## Task inputs
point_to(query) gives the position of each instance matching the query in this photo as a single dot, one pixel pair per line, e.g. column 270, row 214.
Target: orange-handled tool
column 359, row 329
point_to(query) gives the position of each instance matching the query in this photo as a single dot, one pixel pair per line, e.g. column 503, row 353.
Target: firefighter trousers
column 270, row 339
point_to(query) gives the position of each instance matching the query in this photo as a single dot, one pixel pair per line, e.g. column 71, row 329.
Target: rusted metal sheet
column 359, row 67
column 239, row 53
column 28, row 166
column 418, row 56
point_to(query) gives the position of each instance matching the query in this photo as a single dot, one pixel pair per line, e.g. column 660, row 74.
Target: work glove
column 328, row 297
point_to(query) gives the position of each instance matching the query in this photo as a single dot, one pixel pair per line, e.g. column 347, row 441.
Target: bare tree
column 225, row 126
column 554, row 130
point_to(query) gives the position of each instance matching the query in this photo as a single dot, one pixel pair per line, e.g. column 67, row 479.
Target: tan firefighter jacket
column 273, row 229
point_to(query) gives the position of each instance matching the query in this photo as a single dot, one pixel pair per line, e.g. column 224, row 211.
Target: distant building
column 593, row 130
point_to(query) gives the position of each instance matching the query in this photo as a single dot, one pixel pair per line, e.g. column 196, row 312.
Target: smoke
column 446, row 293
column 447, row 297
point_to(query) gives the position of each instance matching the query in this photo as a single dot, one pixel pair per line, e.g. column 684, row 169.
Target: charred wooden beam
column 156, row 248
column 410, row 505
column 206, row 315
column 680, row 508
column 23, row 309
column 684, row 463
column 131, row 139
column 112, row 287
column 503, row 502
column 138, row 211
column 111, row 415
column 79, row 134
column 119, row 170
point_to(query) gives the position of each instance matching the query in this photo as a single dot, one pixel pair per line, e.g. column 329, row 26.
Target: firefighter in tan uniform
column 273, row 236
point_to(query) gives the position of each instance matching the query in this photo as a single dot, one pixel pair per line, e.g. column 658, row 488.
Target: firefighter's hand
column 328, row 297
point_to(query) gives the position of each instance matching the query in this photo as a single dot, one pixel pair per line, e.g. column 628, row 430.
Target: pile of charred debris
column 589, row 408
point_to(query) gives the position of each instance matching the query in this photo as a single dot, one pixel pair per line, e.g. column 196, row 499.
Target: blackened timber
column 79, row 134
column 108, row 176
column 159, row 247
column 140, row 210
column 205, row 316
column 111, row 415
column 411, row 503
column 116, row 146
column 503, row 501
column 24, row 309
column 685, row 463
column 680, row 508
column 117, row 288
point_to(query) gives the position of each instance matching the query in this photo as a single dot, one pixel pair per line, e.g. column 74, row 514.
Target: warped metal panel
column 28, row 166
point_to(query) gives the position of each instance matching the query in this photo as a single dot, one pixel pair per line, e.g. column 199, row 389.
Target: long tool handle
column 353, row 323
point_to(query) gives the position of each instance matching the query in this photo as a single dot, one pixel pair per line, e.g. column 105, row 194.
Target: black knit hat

## The task
Turn all of the data above into a JSON list of strings, with one string for each line and no blank lines.

## Final answer
[
  "point_to(query) gives the position of each instance matching the query in this photo as a single dot, one pixel pair per line, e.g. column 270, row 214.",
  "Target: orange-handled tool",
  "column 359, row 329",
  "point_to(query) gives the position of each instance matching the query in this photo as a single dot, one pixel pair per line, e.g. column 503, row 353.",
  "Target: firefighter trousers",
  "column 270, row 339",
  "point_to(query) gives the position of each instance matching the query in this photo as a single dot, one pixel pair per line, e.g. column 71, row 329.",
  "Target: rusted metal sheet",
  "column 359, row 67",
  "column 239, row 53",
  "column 28, row 166",
  "column 418, row 56",
  "point_to(query) gives the position of each instance matching the query in this photo as a single dot, one pixel pair per line, e.g. column 660, row 74.",
  "Target: work glove",
  "column 328, row 297",
  "point_to(query) gives the position of each instance matching the query in this photo as a single dot, one pixel pair per line, e.g. column 347, row 441.",
  "Target: bare tree",
  "column 225, row 126",
  "column 554, row 130",
  "point_to(query) gives the position of each instance matching the query in this photo as a single dot, one pixel pair per line, e.g. column 67, row 479.",
  "Target: tan firefighter jacket",
  "column 273, row 229",
  "point_to(query) gives the position of each instance matching the query in this photo as a single dot, one pixel pair per line, e.g. column 224, row 211.",
  "Target: distant building",
  "column 593, row 130",
  "point_to(query) gives the position of each instance matching the query in this photo as a single dot, one pixel pair per line, e.g. column 196, row 312.",
  "Target: smoke",
  "column 446, row 293",
  "column 447, row 297",
  "point_to(query) gives the position of each instance matching the query in this photo as a single dot, one pixel pair per line, e.g. column 684, row 169.",
  "Target: charred wooden beam",
  "column 156, row 248",
  "column 410, row 505",
  "column 206, row 315",
  "column 680, row 508",
  "column 23, row 309",
  "column 684, row 463",
  "column 131, row 139",
  "column 112, row 287",
  "column 503, row 502",
  "column 138, row 211",
  "column 111, row 415",
  "column 79, row 134",
  "column 119, row 170",
  "point_to(query) gives the position of each instance matching the query in this photo as a single dot, one pixel pair per line, e.g. column 329, row 26.",
  "Target: firefighter in tan uniform",
  "column 273, row 236",
  "point_to(query) gives the position of each instance matching the query in this photo as a single dot, one pixel pair per line, e.g. column 658, row 488.",
  "Target: firefighter's hand",
  "column 328, row 297",
  "point_to(query) gives the position of each instance matching the query in this photo as a single dot, one pixel pair per line, e.g. column 628, row 430.",
  "Target: pile of charred debris",
  "column 589, row 408",
  "point_to(query) gives the position of each instance matching the query in this photo as a single dot, one pixel pair per line, e.g. column 196, row 499.",
  "Target: blackened timber",
  "column 79, row 134",
  "column 108, row 176",
  "column 159, row 247",
  "column 140, row 210",
  "column 205, row 316",
  "column 111, row 415",
  "column 411, row 503",
  "column 116, row 146",
  "column 503, row 501",
  "column 24, row 309",
  "column 685, row 463",
  "column 680, row 508",
  "column 117, row 288",
  "point_to(query) gives the position of each instance matching the query in this photo as a single dot, one pixel pair per line, e.g. column 74, row 514.",
  "Target: warped metal panel",
  "column 28, row 166",
  "point_to(query) gives the position of each instance matching the query in this photo as a single dot, one pixel pair per line, e.g. column 199, row 389.",
  "Target: long tool handle",
  "column 353, row 323",
  "point_to(query) gives the position of each instance matching the query in this photo as a single dot, one pixel pair per line, e.g. column 105, row 194.",
  "Target: black knit hat"
]